> Problem requirements: Print the line containing "the man's left arm." and every line after it exactly as written, through the end of the records.

> Data to examine:
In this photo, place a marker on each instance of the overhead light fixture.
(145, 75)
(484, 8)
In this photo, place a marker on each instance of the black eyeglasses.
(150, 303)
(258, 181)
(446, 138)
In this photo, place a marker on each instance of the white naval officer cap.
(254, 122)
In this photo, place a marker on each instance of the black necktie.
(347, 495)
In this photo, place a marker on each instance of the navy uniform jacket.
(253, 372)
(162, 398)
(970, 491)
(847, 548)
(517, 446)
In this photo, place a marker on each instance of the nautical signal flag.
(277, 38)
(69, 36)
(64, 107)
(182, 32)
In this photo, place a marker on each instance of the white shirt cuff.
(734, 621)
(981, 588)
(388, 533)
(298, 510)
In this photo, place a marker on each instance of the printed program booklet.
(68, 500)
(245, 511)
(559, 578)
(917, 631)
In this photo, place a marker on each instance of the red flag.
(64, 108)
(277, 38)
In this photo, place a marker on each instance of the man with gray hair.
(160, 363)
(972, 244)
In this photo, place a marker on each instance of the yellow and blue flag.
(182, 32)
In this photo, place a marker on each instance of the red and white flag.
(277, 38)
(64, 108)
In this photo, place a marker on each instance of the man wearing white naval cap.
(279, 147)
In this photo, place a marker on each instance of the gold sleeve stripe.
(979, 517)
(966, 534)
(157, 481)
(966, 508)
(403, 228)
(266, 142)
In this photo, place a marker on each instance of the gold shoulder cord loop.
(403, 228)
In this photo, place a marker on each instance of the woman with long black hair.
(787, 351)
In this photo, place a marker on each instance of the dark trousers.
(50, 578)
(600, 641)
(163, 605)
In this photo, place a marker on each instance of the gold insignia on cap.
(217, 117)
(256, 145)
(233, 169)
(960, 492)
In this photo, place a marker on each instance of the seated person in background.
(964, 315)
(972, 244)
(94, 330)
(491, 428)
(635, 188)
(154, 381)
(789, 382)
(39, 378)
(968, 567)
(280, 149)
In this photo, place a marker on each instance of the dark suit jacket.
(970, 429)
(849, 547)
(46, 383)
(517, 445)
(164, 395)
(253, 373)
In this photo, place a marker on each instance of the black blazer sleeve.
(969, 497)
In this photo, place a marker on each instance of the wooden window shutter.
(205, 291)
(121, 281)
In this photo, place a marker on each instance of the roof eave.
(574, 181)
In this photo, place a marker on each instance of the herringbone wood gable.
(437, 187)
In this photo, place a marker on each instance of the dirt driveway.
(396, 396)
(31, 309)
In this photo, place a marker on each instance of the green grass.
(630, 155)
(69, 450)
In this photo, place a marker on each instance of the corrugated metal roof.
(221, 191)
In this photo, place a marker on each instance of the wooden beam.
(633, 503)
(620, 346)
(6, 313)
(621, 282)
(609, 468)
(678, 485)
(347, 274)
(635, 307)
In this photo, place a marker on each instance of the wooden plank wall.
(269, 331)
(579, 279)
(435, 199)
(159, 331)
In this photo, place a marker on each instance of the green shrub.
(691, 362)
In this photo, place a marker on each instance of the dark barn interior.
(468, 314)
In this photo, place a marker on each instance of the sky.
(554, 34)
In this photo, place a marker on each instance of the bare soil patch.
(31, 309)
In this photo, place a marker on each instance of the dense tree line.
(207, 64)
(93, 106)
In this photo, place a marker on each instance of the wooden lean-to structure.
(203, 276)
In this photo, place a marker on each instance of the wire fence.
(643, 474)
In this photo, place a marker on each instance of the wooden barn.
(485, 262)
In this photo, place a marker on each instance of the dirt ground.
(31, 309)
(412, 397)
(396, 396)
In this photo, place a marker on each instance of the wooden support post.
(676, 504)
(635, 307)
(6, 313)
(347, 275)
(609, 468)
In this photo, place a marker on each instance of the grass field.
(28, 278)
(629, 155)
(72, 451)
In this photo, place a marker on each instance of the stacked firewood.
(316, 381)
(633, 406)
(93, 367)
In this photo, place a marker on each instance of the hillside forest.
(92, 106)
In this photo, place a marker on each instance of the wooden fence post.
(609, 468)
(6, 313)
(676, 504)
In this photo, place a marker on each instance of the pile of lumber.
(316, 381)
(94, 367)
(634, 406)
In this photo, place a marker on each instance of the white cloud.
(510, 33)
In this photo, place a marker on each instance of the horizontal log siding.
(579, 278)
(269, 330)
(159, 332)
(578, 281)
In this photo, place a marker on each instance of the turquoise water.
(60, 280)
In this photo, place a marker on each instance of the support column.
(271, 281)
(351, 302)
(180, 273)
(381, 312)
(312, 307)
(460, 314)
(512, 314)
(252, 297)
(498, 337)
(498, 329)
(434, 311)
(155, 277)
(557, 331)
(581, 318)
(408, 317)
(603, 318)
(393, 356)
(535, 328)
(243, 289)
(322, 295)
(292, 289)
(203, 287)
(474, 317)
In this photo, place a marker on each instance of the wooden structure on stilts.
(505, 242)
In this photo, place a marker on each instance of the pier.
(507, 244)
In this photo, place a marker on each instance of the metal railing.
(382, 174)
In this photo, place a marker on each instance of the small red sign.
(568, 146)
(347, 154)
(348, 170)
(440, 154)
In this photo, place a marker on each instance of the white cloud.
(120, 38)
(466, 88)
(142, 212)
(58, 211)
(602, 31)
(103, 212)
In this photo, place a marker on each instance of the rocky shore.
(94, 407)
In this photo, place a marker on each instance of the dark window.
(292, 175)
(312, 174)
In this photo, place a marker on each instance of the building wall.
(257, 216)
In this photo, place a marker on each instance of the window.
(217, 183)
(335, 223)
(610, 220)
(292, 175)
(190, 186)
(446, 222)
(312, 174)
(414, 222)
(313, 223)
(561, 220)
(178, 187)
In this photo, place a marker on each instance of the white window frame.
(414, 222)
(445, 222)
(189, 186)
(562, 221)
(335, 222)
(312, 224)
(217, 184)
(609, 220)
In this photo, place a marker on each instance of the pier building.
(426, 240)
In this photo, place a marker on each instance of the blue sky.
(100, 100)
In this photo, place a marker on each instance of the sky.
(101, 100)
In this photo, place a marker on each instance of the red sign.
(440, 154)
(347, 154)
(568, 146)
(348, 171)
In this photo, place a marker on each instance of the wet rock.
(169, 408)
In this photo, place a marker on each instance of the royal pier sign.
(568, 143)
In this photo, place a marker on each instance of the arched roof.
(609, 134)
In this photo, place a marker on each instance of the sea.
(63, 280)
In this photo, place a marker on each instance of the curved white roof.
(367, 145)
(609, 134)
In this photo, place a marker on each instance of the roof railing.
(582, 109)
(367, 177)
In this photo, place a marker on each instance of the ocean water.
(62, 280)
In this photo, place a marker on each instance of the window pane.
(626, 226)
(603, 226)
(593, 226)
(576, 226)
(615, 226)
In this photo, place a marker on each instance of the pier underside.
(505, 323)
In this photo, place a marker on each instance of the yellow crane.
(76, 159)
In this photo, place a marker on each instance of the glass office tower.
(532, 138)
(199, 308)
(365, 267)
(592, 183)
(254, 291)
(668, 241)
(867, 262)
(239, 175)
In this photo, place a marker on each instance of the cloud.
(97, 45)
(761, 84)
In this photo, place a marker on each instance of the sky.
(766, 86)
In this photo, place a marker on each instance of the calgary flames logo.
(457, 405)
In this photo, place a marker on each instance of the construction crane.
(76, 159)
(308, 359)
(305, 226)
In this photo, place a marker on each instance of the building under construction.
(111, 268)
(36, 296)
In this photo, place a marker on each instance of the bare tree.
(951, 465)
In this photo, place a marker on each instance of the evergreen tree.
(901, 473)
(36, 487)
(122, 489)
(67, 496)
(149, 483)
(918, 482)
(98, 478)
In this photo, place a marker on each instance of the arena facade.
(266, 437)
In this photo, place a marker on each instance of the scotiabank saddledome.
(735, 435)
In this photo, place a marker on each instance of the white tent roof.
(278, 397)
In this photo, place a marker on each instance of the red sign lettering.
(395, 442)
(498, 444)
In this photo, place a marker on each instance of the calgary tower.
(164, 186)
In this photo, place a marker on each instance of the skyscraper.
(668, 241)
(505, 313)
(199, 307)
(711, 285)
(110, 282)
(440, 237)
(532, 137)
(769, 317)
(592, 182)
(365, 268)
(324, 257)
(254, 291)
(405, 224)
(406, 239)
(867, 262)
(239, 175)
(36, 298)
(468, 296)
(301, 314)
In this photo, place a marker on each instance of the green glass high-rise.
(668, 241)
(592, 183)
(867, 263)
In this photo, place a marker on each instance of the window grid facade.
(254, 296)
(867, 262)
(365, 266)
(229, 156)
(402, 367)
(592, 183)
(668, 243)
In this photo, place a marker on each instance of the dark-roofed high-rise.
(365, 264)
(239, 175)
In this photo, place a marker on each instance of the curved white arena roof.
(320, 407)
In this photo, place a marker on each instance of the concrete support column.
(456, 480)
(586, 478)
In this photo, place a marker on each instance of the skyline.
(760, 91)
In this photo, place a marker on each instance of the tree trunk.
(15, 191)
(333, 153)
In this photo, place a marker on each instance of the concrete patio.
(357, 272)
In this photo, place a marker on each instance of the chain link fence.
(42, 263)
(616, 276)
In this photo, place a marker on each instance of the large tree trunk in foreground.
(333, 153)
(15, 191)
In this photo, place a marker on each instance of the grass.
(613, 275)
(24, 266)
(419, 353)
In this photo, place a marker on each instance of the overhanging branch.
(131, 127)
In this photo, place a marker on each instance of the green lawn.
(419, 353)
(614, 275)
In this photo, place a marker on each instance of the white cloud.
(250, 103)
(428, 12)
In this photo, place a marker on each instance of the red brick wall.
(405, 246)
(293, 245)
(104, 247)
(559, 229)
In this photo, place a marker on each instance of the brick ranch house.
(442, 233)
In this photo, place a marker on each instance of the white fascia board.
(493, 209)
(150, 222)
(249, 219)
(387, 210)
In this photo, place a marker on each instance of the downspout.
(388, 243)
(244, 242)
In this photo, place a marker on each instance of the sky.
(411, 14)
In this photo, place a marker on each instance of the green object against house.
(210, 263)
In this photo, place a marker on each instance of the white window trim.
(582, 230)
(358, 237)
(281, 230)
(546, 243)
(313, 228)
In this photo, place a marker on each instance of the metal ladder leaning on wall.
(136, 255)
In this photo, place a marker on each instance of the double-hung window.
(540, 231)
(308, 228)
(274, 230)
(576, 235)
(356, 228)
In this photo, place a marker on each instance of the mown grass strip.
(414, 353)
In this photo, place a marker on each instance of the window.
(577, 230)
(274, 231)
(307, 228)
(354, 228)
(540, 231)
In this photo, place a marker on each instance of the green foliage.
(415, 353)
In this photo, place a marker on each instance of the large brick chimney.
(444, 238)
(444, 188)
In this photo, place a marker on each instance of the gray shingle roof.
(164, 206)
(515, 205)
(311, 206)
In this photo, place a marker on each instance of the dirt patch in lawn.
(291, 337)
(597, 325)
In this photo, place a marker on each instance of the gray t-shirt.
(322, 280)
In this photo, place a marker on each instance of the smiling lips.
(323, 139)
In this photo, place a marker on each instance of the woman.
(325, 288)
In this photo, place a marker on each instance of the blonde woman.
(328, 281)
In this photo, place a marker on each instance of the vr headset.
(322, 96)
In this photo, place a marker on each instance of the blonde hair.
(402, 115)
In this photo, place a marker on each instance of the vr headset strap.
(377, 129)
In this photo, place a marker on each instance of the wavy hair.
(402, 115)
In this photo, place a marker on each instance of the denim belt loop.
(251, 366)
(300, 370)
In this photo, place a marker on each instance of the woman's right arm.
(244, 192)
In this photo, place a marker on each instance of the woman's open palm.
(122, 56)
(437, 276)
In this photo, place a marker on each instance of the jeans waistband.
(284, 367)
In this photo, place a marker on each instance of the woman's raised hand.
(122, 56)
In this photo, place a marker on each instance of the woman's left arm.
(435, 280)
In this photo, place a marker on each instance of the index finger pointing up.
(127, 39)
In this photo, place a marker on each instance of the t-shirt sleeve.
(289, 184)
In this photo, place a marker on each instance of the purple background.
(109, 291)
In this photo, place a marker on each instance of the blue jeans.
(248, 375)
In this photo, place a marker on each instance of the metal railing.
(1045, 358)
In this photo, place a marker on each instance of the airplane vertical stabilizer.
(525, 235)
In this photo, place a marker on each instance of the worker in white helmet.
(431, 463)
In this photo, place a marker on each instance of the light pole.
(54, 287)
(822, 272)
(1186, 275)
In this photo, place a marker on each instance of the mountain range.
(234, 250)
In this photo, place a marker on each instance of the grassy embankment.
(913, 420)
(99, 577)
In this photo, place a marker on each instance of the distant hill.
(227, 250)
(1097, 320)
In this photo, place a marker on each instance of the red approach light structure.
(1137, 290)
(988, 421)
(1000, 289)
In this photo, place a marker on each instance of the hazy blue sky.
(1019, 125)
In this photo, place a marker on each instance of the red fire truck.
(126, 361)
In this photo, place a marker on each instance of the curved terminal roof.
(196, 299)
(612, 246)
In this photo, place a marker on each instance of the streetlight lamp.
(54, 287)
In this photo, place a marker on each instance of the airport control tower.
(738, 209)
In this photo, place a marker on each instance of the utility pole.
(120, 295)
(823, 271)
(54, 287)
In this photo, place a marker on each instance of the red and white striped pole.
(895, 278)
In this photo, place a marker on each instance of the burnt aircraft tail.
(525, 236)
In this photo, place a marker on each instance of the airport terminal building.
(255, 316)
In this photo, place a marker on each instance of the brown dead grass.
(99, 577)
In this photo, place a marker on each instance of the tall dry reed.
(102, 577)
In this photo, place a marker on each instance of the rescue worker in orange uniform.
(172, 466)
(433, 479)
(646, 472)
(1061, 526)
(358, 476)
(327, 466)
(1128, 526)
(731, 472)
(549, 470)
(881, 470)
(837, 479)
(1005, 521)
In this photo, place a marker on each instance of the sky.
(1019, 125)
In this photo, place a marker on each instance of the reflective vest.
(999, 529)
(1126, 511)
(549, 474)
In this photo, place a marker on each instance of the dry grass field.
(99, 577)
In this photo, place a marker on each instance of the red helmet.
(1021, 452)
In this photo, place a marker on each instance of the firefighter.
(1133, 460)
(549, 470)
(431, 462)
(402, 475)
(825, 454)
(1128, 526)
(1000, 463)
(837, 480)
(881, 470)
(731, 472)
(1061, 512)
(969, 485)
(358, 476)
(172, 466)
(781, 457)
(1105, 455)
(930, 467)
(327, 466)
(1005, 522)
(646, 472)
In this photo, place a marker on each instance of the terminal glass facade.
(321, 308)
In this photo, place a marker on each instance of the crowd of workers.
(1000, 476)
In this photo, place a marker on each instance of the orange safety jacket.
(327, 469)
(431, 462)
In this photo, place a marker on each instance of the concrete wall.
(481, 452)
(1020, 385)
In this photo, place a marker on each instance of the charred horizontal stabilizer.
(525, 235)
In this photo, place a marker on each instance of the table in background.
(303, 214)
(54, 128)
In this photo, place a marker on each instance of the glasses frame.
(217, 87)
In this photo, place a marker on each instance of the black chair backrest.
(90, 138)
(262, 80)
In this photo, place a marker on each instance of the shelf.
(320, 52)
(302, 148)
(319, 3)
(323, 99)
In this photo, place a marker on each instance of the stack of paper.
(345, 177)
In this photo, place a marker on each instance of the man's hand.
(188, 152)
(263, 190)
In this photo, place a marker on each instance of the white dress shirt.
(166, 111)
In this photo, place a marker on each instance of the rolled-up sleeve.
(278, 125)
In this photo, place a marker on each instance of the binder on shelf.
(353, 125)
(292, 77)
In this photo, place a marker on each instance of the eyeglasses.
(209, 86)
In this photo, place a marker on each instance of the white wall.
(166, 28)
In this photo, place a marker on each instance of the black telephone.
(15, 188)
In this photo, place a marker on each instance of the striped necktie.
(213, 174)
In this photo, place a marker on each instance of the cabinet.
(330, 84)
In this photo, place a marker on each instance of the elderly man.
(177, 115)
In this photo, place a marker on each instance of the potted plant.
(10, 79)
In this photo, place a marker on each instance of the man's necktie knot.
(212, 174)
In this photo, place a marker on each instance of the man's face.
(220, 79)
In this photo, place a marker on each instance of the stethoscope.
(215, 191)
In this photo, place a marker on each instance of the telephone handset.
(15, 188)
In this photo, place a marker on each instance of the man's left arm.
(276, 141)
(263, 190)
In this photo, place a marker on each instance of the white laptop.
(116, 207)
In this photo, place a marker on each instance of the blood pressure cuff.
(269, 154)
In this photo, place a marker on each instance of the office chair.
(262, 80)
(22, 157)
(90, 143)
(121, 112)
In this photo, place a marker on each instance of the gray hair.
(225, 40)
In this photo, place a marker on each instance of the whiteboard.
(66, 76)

> Exercise output:
In this photo, place a marker on each instance of the man's left arm.
(276, 141)
(263, 190)
In this photo, place a marker on each instance of the white laptop.
(116, 207)
In this photo, place a marker on each instance of the blood pressure cuff.
(269, 154)
In this photo, place a marker on each instance of the office chair.
(262, 80)
(22, 157)
(90, 143)
(121, 112)
In this photo, place a marker on each instance of the gray hair.
(225, 40)
In this photo, place a marker on each instance of the whiteboard.
(66, 76)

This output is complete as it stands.